GIVEN TASK
Please copy out every line of the items below word for word, leaving out the pictures.

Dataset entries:
******

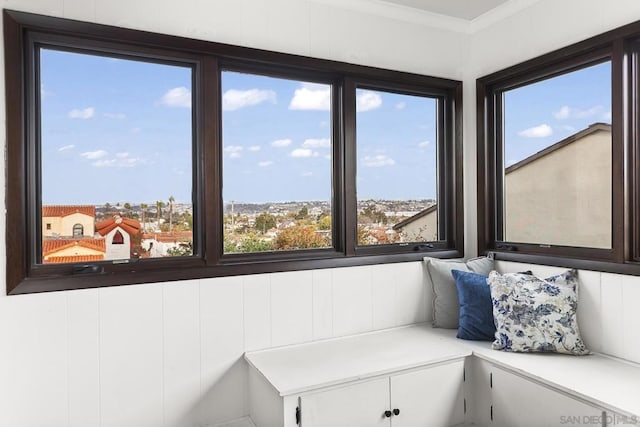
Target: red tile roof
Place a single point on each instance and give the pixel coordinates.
(50, 246)
(169, 237)
(74, 259)
(64, 210)
(129, 225)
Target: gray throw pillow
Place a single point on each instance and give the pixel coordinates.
(446, 308)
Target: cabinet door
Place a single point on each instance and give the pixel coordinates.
(518, 402)
(361, 405)
(430, 397)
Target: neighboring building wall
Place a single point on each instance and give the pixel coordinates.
(52, 226)
(564, 197)
(63, 226)
(76, 250)
(67, 223)
(423, 229)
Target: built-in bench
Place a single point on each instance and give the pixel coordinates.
(431, 378)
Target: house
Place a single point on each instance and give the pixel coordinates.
(422, 226)
(119, 233)
(68, 221)
(171, 354)
(570, 205)
(539, 193)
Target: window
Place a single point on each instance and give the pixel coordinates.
(78, 230)
(557, 160)
(118, 238)
(130, 124)
(277, 180)
(555, 183)
(139, 157)
(397, 146)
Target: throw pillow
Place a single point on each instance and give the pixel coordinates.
(445, 296)
(536, 315)
(476, 314)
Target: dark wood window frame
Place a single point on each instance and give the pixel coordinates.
(22, 31)
(619, 47)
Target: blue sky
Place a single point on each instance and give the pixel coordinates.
(277, 141)
(541, 114)
(116, 130)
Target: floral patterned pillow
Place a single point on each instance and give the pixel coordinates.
(536, 315)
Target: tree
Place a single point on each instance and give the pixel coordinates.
(143, 208)
(324, 223)
(159, 206)
(299, 237)
(127, 208)
(171, 200)
(183, 249)
(264, 222)
(302, 213)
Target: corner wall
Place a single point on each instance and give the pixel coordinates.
(170, 354)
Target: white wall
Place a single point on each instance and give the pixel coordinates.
(170, 354)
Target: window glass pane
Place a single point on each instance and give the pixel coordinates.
(557, 154)
(116, 152)
(397, 168)
(276, 163)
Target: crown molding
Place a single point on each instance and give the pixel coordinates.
(400, 13)
(430, 19)
(499, 13)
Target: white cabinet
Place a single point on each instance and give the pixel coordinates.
(427, 397)
(519, 402)
(401, 378)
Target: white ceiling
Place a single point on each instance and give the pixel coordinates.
(462, 9)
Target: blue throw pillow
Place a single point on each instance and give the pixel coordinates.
(476, 309)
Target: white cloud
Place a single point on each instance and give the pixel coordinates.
(566, 128)
(177, 97)
(317, 143)
(311, 97)
(566, 112)
(367, 101)
(44, 93)
(302, 152)
(122, 160)
(540, 131)
(378, 161)
(93, 155)
(233, 151)
(117, 116)
(235, 99)
(85, 113)
(279, 143)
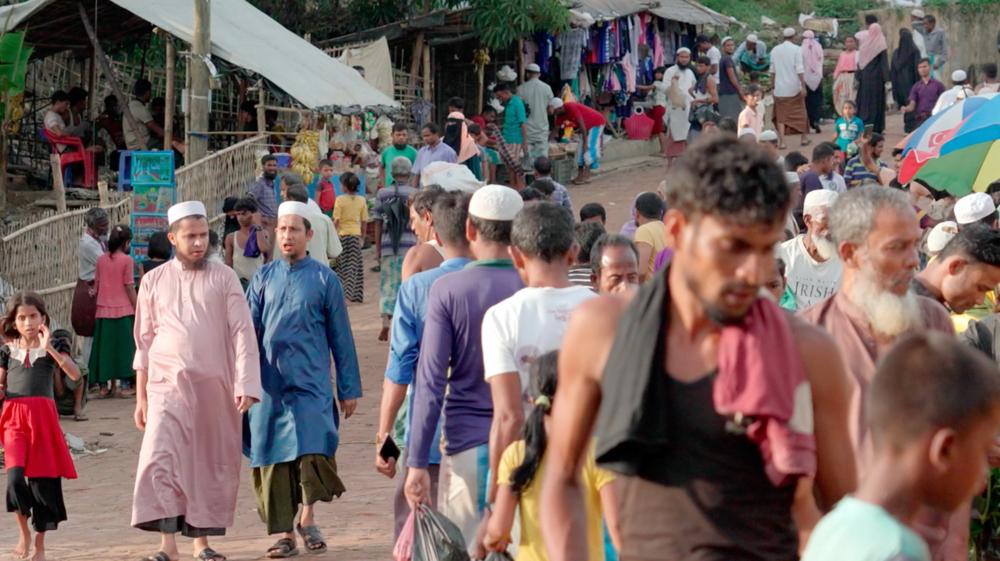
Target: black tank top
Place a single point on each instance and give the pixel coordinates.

******

ANSWER
Target: red tile roof
Place a single point on each instance and give the pixel coordinates.
(50, 246)
(169, 237)
(74, 259)
(64, 210)
(129, 225)
Target: gray throw pillow
Place a single point on each instance and give the pixel coordinates.
(446, 308)
Target: cabinet door
Place a single point on each instance and give the pixel coordinates.
(518, 402)
(361, 405)
(430, 397)
Target: neighboring building wall
Place a single point on each instance and give the pixel coordinates.
(52, 226)
(564, 197)
(63, 226)
(76, 250)
(67, 223)
(423, 229)
Target: built-in bench
Place a single point on each instance and give the pixel coordinates.
(431, 378)
Target: house
Place a single point on each instance and give the pixel coordinates.
(422, 226)
(119, 233)
(68, 221)
(171, 354)
(570, 205)
(539, 193)
Target: window
Place a single point on each instance and give the pixel coordinates.
(78, 230)
(557, 160)
(118, 238)
(130, 124)
(277, 180)
(555, 183)
(139, 157)
(397, 146)
Target: throw pillow
Place a single point on each instance and give the pixel coordinates.
(445, 296)
(536, 315)
(476, 314)
Target: dark wood window frame
Place a single point on each instance and give the pixel coordinates.
(22, 31)
(619, 47)
Target: blue sky
Place a single point on each instance and give the pixel coordinates.
(277, 141)
(541, 114)
(116, 130)
Target: floral patterned pillow
Place a single point on each instance and give the pixel coordinates.
(536, 315)
Target: tree
Place a single point on each instance and give the pixel coordinates.
(143, 208)
(324, 223)
(159, 206)
(299, 237)
(127, 208)
(171, 200)
(183, 249)
(264, 222)
(302, 213)
Target: corner wall
Place a single point on each instance and give the pixel coordinates.
(170, 354)
Target: white wall
Place a single point on each instance and give the pixel coordinates.
(170, 354)
Target: window glass pane
Place a single point on each instance and give the pixel coordinates.
(557, 154)
(116, 152)
(397, 168)
(276, 163)
Target: crown molding
Place a single point on each instance and give the pixel coordinates.
(400, 13)
(430, 19)
(499, 13)
Target: white cabinet
Place a single point on each instance and give the pixel coordinates.
(427, 397)
(519, 402)
(401, 378)
Target: white ceiling
Place a single point on each instance and give the pixel coordinates.
(462, 9)
Target: blue throw pillow
Place a single point on each instance and give the pixel coordinates.
(476, 309)
Target: white cloud
Place a single point on each instance and give the pixel coordinates.
(566, 128)
(177, 97)
(317, 143)
(311, 97)
(566, 112)
(367, 101)
(44, 93)
(302, 152)
(122, 160)
(540, 131)
(378, 161)
(93, 155)
(233, 151)
(117, 116)
(235, 99)
(85, 113)
(279, 143)
Target: black tank top
Place a single point on each instance and give the pixel coordinates.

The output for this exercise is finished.